** Begin Dataset content **

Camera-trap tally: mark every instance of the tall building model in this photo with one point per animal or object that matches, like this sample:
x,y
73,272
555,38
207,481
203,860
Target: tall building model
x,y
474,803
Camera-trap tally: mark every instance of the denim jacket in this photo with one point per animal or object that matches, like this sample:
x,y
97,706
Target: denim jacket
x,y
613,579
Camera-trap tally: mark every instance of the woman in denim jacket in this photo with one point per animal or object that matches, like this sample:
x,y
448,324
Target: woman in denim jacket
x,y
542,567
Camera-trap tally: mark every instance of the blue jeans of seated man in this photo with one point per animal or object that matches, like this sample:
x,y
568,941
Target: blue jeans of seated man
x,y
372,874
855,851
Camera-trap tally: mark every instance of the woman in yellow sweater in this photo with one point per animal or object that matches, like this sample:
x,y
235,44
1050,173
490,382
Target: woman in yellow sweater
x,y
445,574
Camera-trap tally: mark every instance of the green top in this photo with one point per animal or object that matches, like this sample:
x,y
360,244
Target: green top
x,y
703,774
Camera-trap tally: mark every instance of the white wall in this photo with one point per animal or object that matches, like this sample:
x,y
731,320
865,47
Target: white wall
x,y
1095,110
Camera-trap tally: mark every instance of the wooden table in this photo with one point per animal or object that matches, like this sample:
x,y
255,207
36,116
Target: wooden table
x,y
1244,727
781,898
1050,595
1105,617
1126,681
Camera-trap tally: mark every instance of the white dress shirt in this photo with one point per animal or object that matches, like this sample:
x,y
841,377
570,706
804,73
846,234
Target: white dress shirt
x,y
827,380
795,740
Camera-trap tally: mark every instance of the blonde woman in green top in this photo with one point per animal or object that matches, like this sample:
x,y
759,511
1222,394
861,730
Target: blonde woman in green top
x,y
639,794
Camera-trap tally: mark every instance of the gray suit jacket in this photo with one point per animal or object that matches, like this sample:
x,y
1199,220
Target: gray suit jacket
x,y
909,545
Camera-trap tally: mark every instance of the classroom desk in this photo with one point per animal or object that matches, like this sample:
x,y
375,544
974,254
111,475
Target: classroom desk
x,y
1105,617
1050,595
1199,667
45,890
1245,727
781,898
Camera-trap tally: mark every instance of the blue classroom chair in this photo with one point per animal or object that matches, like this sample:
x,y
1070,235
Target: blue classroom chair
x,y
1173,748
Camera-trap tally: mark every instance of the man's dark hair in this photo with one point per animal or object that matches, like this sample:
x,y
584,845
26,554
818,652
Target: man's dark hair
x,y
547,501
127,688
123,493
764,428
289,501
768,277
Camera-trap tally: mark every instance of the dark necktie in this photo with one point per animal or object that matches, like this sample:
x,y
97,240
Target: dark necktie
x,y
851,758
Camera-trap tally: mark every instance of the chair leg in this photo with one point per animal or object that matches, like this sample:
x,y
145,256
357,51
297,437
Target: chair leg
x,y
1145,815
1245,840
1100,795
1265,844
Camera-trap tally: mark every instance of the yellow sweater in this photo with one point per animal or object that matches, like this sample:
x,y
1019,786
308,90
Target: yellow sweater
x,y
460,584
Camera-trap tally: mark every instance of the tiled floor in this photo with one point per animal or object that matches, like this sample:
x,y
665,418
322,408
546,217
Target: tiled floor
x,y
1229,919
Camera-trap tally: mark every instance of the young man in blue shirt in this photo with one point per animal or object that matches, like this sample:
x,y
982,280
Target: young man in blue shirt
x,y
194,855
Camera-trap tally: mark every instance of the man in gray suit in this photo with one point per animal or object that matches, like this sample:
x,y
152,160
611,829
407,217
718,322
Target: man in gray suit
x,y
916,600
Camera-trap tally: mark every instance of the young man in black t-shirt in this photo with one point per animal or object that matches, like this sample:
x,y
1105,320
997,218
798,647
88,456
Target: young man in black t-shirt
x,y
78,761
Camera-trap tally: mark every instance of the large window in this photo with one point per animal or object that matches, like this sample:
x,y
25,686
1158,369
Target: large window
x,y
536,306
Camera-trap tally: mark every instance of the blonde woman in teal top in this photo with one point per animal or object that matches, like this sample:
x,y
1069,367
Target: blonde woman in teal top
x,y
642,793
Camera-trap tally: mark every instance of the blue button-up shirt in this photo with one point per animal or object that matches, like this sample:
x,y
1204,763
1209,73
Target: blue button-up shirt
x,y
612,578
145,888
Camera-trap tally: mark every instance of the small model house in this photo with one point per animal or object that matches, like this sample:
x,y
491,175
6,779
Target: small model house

** End Dataset content **

What the task asks:
Format every line of the records above as a Markdown table. Use a Row column for the row number and a Line column for the line itself, and skip any blank lines.

Answer to this problem:
| Row | Line |
|---|---|
| 1 | Camera-trap tally: mark every instance of the tall building model in this photo with one point per animal or object that matches, like this sample: |
| 2 | x,y |
| 3 | 73,272 |
| 4 | 555,38 |
| 5 | 207,481 |
| 6 | 203,860 |
| 7 | Target: tall building model |
| 8 | x,y |
| 9 | 474,803 |
| 10 | Camera-trap tally: mark every instance of the denim jacket in this photo with one point per animal or object that matches, like this sample: |
| 11 | x,y |
| 12 | 97,706 |
| 13 | Target: denim jacket |
| 14 | x,y |
| 15 | 613,579 |
| 16 | Camera-trap tally: mark every instance of the woman in denim jacket in this photo with one point per animal or object that matches, like this sample: |
| 17 | x,y |
| 18 | 448,324 |
| 19 | Target: woman in denim jacket |
| 20 | x,y |
| 21 | 542,567 |
| 22 | Camera-trap tally: mark every instance of the blue jeans of seated man in this photo with one point per animal or object that matches, like this sample: |
| 23 | x,y |
| 24 | 568,941 |
| 25 | Target: blue jeans of seated man |
| 26 | x,y |
| 27 | 372,874 |
| 28 | 855,851 |
| 29 | Camera-trap tally: mark every instance of the woman in yellow sweater in this photo with one point per animal or object that matches, like this sample: |
| 30 | x,y |
| 31 | 235,44 |
| 32 | 1050,173 |
| 33 | 490,382 |
| 34 | Target: woman in yellow sweater |
| 35 | x,y |
| 36 | 445,574 |
| 37 | Camera-trap tally: mark every instance of the green top in this photo with one point per animal or object that matches, like this sample: |
| 38 | x,y |
| 39 | 360,244 |
| 40 | Target: green top |
| 41 | x,y |
| 42 | 703,774 |
| 43 | Camera-trap tally: mark every instance of the white wall in this photo with one point per animal or object that matches, like this sample: |
| 44 | x,y |
| 45 | 731,320 |
| 46 | 865,47 |
| 47 | Target: white wall |
| 48 | x,y |
| 49 | 1095,110 |
| 50 | Camera-trap tally: mark every instance of the wooden table in this photo with one point per animal or object that matches, like this sample: |
| 51 | x,y |
| 52 | 255,207 |
| 53 | 36,116 |
| 54 | Target: wooden table |
| 55 | x,y |
| 56 | 1244,727 |
| 57 | 781,898 |
| 58 | 1050,595 |
| 59 | 1105,617 |
| 60 | 1126,681 |
| 61 | Camera-trap tally: mark every instance of the white dress shirt in this photo with one point per animal or object that matches, like this sample: |
| 62 | x,y |
| 63 | 841,377 |
| 64 | 570,706 |
| 65 | 804,73 |
| 66 | 846,234 |
| 67 | Target: white dress shirt |
| 68 | x,y |
| 69 | 827,380 |
| 70 | 795,740 |
| 71 | Camera-trap tally: mark every instance of the blonde woman in green top in this photo with one point per animal or object that matches, like this sample: |
| 72 | x,y |
| 73 | 759,511 |
| 74 | 1222,394 |
| 75 | 861,730 |
| 76 | Target: blonde woman in green top |
| 77 | x,y |
| 78 | 639,794 |
| 79 | Camera-trap tally: mark every instance of the gray suit jacket in this photo with one point per animal or object that matches, like this sample: |
| 80 | x,y |
| 81 | 1199,220 |
| 82 | Target: gray suit jacket |
| 83 | x,y |
| 84 | 909,545 |
| 85 | Camera-trap tally: mark every instance of the classroom desk in this photo with one point per animal or object that matches, like this sample: |
| 86 | x,y |
| 87 | 375,544 |
| 88 | 974,254 |
| 89 | 111,475 |
| 90 | Target: classroom desk |
| 91 | x,y |
| 92 | 1105,617 |
| 93 | 1050,595 |
| 94 | 1199,667 |
| 95 | 45,890 |
| 96 | 1245,727 |
| 97 | 781,898 |
| 98 | Camera-trap tally: mark every instance of the blue classroom chair in this photo with one point per animal or object that matches, like this sample: |
| 99 | x,y |
| 100 | 1070,235 |
| 101 | Target: blue classroom chair |
| 102 | x,y |
| 103 | 1173,748 |
| 104 | Camera-trap tally: mark every instance of the man's dark hair in this photo with one point per animal or object that matches, like this sample: |
| 105 | x,y |
| 106 | 584,845 |
| 107 | 26,554 |
| 108 | 818,652 |
| 109 | Target: man's dark hair |
| 110 | x,y |
| 111 | 547,501 |
| 112 | 127,688 |
| 113 | 123,493 |
| 114 | 764,428 |
| 115 | 289,501 |
| 116 | 768,277 |
| 117 | Camera-trap tally: mark every instance of the dark necktie in this photo with one point per animal or object that matches, like this sample: |
| 118 | x,y |
| 119 | 97,240 |
| 120 | Target: dark necktie |
| 121 | x,y |
| 122 | 851,758 |
| 123 | Camera-trap tally: mark every instance of the chair leg in this photo with one point per animal or object that matches, like this sample: |
| 124 | x,y |
| 125 | 145,256 |
| 126 | 357,51 |
| 127 | 297,437 |
| 128 | Target: chair leg |
| 129 | x,y |
| 130 | 1145,815 |
| 131 | 1245,840 |
| 132 | 1100,795 |
| 133 | 1265,844 |
| 134 | Camera-trap tally: mark every instance of the yellow sweater in this photo with one point per animal or object that matches, like this sample: |
| 135 | x,y |
| 136 | 1019,786 |
| 137 | 308,90 |
| 138 | Target: yellow sweater |
| 139 | x,y |
| 140 | 460,584 |
| 141 | Camera-trap tally: mark every instance of the tiled floor in this photo with one point per animal or object that matches, like this sample: |
| 142 | x,y |
| 143 | 665,418 |
| 144 | 322,408 |
| 145 | 546,217 |
| 146 | Target: tiled floor |
| 147 | x,y |
| 148 | 1229,919 |
| 149 | Camera-trap tally: mark every instance of the young man in blue shirt in this photo with one point per animal or object that matches, like this sample: |
| 150 | x,y |
| 151 | 982,280 |
| 152 | Target: young man in blue shirt |
| 153 | x,y |
| 154 | 194,855 |
| 155 | Camera-trap tally: mark every instance of the man in gray suit in this photo with one point per animal or object that matches, like this sample: |
| 156 | x,y |
| 157 | 152,160 |
| 158 | 611,829 |
| 159 | 407,217 |
| 160 | 718,322 |
| 161 | Target: man in gray suit |
| 162 | x,y |
| 163 | 916,600 |
| 164 | Camera-trap tally: mark every instance of the young man in black t-shirt in this photo with one point per animal or object that matches, like this sample: |
| 165 | x,y |
| 166 | 1105,320 |
| 167 | 997,218 |
| 168 | 798,647 |
| 169 | 88,456 |
| 170 | Target: young man in black t-shirt |
| 171 | x,y |
| 172 | 78,761 |
| 173 | Camera-trap tally: mark every instance of the large window in this photo with one point per animal or object that matches, like this sample: |
| 174 | x,y |
| 175 | 25,686 |
| 176 | 1158,369 |
| 177 | Target: large window |
| 178 | x,y |
| 179 | 536,306 |
| 180 | Camera-trap tally: mark every instance of the blonde woman in teal top in this photo with one point per animal or object that matches, like this sample: |
| 181 | x,y |
| 182 | 1069,367 |
| 183 | Target: blonde woman in teal top |
| 184 | x,y |
| 185 | 642,793 |
| 186 | Camera-trap tally: mark every instance of the blue button-up shirt in this photo with one point per animal or object that matches, like this sample: |
| 187 | x,y |
| 188 | 1204,763 |
| 189 | 1209,73 |
| 190 | Target: blue button-up shirt |
| 191 | x,y |
| 192 | 612,578 |
| 193 | 145,888 |
| 194 | Camera-trap tally: mark every instance of the small model house in this photo with one point per animal or object that matches, like this sample: |
| 195 | x,y |
| 196 | 491,175 |
| 197 | 6,779 |
| 198 | Target: small model house |